### Problem details
Gather every line in the data below that contains the word "helmet", and list each line in full.

┌─ Stored data

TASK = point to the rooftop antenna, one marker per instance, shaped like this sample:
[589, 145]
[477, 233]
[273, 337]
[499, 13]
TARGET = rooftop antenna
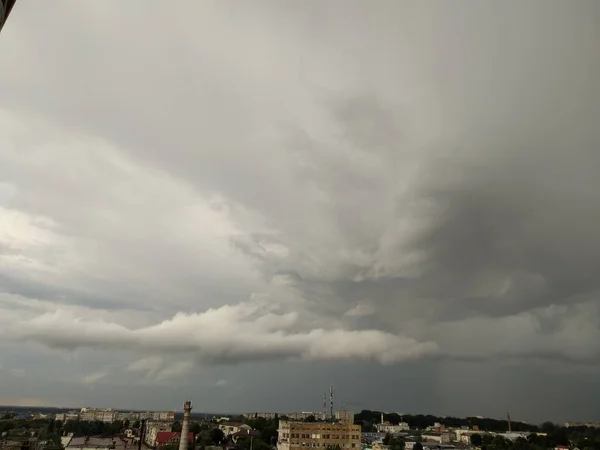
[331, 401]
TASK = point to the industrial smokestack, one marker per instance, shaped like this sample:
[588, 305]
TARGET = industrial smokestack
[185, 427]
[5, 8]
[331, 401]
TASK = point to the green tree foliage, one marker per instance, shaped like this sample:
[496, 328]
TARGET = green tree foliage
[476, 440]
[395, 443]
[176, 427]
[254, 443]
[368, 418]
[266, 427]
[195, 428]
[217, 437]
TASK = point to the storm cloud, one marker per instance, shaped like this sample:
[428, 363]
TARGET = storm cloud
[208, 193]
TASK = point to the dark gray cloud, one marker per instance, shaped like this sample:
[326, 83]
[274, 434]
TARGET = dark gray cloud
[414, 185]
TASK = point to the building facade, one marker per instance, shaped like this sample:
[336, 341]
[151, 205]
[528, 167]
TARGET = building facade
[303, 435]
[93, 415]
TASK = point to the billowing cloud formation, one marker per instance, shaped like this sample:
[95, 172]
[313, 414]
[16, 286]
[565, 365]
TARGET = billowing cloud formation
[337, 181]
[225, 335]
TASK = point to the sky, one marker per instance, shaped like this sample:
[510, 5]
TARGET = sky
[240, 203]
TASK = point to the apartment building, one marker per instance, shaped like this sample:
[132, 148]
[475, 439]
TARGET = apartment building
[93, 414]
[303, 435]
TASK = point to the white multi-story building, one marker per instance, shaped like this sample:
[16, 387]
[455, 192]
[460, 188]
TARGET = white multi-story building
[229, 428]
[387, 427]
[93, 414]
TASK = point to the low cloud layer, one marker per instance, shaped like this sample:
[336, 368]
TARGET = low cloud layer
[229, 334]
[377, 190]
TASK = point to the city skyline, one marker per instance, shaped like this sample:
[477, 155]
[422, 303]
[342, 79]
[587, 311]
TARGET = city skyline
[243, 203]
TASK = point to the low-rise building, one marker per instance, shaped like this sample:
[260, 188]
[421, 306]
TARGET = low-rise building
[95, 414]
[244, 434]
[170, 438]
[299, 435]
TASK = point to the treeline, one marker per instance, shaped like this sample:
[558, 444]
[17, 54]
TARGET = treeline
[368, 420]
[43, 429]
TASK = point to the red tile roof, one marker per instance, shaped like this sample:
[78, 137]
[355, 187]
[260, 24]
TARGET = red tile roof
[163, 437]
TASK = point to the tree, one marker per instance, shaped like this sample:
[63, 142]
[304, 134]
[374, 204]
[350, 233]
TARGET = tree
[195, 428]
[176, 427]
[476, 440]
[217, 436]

└─
┌─ Stored data

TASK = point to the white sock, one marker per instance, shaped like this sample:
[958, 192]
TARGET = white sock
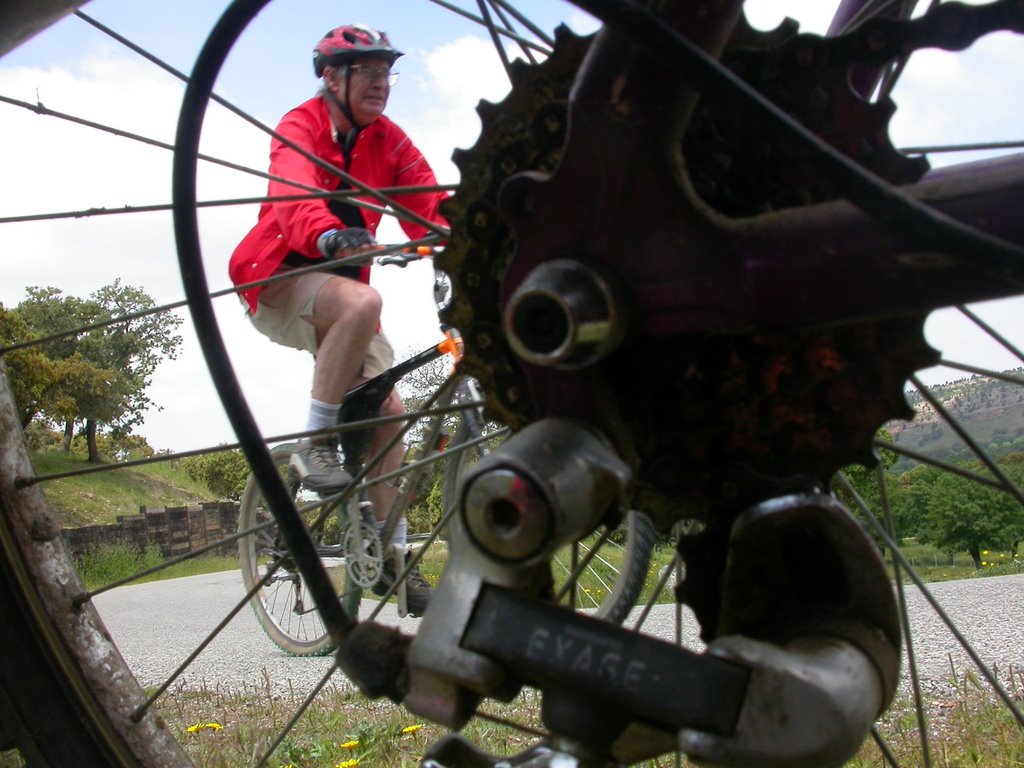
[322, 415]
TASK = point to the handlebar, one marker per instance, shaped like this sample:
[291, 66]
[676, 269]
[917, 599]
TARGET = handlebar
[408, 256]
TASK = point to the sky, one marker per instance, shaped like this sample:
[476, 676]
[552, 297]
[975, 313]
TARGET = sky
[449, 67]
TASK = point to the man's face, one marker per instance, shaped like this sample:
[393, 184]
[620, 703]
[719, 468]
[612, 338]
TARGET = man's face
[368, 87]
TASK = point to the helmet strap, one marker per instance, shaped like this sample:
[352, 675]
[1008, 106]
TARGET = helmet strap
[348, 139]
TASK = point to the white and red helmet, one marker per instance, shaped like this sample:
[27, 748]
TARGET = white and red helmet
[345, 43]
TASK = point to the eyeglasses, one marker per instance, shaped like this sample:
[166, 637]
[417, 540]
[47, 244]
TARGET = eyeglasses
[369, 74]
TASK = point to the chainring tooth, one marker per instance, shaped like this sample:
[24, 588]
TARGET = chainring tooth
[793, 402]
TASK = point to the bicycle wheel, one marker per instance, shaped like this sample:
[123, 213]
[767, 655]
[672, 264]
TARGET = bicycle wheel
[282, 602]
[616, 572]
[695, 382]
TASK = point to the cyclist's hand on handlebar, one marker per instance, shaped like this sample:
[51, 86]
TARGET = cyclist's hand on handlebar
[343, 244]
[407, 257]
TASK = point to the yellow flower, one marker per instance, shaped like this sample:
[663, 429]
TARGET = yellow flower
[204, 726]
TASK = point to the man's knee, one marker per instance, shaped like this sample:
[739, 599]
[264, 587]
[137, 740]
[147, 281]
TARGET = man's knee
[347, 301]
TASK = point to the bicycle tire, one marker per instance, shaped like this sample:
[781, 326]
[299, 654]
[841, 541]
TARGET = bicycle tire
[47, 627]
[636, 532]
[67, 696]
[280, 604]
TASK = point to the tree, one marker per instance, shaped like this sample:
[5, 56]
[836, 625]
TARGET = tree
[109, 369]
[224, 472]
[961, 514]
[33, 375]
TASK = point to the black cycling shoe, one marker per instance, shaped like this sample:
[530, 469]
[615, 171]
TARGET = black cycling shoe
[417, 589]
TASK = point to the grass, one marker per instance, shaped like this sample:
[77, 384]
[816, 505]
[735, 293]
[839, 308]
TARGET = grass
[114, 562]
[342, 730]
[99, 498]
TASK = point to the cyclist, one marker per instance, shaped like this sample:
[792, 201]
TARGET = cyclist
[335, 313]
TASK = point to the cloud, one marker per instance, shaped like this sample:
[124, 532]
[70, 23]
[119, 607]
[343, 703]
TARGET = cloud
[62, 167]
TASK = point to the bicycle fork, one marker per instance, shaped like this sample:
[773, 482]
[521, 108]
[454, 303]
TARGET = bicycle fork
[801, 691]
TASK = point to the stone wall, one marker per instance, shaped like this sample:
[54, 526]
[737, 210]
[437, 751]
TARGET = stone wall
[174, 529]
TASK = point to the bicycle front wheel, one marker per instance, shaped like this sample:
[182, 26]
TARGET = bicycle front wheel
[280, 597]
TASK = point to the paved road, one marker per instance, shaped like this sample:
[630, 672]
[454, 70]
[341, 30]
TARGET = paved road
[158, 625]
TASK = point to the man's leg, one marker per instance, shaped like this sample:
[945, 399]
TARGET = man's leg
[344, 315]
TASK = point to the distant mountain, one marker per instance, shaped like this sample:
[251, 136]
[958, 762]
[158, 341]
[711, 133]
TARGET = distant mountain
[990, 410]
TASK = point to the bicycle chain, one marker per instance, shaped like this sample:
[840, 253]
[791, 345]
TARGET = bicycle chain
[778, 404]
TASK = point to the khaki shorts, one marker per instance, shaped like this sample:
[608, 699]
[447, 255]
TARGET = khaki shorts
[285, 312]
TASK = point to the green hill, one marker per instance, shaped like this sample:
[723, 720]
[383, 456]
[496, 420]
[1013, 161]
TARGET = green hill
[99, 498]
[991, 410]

└─

### Correct response
TASK = point to the helmet strap, one marker per instance, shaped like this sample:
TARGET = helmet strap
TASK = point to the white and red helmet, one marker per instance, shaped like this sample:
TARGET = white and red helmet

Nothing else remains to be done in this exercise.